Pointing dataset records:
┌──

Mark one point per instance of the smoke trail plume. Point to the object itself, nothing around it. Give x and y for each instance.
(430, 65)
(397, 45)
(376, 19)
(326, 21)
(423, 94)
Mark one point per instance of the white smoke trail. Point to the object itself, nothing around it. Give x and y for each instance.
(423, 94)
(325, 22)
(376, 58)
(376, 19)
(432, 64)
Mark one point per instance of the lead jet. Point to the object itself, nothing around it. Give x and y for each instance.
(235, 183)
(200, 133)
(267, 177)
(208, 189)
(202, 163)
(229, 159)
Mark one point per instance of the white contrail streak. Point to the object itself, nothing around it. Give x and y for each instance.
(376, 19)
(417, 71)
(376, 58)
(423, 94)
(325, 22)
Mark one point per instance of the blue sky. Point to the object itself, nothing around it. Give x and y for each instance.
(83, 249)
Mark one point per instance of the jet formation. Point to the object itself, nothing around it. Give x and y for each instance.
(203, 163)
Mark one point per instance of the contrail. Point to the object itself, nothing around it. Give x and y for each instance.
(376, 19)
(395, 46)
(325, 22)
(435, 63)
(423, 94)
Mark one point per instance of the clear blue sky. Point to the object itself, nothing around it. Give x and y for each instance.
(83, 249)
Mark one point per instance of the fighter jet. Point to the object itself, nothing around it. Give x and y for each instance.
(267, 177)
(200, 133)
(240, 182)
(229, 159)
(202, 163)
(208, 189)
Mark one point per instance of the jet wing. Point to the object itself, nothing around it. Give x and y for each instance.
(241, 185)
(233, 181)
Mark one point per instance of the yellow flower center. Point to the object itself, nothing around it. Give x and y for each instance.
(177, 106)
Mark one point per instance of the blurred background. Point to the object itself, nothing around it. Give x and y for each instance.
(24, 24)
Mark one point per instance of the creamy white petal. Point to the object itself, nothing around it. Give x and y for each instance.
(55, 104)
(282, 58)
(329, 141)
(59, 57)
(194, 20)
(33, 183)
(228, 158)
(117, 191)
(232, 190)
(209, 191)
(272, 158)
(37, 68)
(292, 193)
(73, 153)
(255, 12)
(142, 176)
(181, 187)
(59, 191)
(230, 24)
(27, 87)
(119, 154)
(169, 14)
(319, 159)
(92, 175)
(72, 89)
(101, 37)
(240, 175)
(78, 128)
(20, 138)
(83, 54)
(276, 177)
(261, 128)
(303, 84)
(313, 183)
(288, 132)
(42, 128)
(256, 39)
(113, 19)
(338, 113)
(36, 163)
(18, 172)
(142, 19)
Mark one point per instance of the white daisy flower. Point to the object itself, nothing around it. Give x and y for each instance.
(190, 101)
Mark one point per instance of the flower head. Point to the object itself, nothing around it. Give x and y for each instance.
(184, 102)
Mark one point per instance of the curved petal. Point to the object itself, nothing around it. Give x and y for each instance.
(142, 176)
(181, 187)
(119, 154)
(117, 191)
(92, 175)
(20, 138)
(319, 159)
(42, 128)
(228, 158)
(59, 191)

└──

PROBLEM TO WORK ON:
Give again only the lines starting at the one that contains "Mark one point per instance of the white daisy" and running to the end of the data.

RESPONSE TO THIS TASK:
Mark one point per instance of the white daisy flower. Point to the object itself, nothing around it. Give x and y for each instance.
(190, 101)
Mark one point per instance of the flower head. Point to the object itself, nothing around it. Give x and y for each instance.
(184, 102)
Mark one point per instance of the curved petal. Point to the object itself, nothing around it. Give x and y for each instance.
(142, 176)
(181, 187)
(119, 154)
(117, 191)
(92, 175)
(20, 138)
(319, 159)
(42, 128)
(228, 158)
(59, 191)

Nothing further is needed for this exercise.